─── Document extract ───
I sat at the table with my ever-warm and caring Aunt Waneta – My Dad’s youngest sister. Her eyes had tears in them. She was expressing concern and love towards me, as my father had just passed away the previous Friday.
“I just think it is something your Dad would want you to have,” she said. “I’ve already talked to your Mom about it and Betty agrees. Your mom wants you to have your father’s wedding ring if you would like it.”
Throughout the years, my Aunt Waneta and Uncle Junior gave love, caring, and just a lot of humor to me. They were among my favorite people in the world.
I had no idea how Aunt Waneta’s decision would give me a sense of security and comfort in the years to come.
My Dad was one of my best friends. I had no doubt I was the apple of his eye. And he had no doubt he was the first man I ever loved – my template for relationships with men in the healthiest and safest of ways.
I was 30 years old at the time. I would go on after his death – through difficult times – touching the ring. I would twist it around and around my middle finger on my left hand – next to my wedding ring.
Dad’s ring was more than “a thing.” It was a symbol of love no one could ever take out of me or away from me.
Transitional Objects are the things that remind us of security and an “inner sense of home.” The importance of transitional objects in walking through the journey of grief is widely known among grieving professionals. My Aunt Waneta wasn’t a professional, though. She was a common-sense, Indiana country woman who was wise. She had a huge heart and cared deeply for others.
─── Records supplied ───
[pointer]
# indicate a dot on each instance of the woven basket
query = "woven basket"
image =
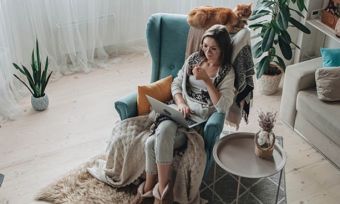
(263, 152)
(329, 19)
───
Tasks to perform:
**A)** Reproduce everything in the piece about Dad's wedding ring from "I had no idea" down to "my wedding ring.".
**B)** Answer these questions using the piece about Dad's wedding ring:
(i) How old was the writer when the father died?
(ii) What is the name of the writer's mother?
(iii) On which finger did the writer twist the ring?
The rows were drawn from a different source than the text.

Solved tasks:
**A)**
I had no idea how Aunt Waneta’s decision would give me a sense of security and comfort in the years to come.
My Dad was one of my best friends. I had no doubt I was the apple of his eye. And he had no doubt he was the first man I ever loved – my template for relationships with men in the healthiest and safest of ways.
I was 30 years old at the time. I would go on after his death – through difficult times – touching the ring. I would twist it around and around my middle finger on my left hand – next to my wedding ring.

**B)**
(i) 30 years old.
(ii) Betty.
(iii) The middle finger of the left hand, next to the wedding ring.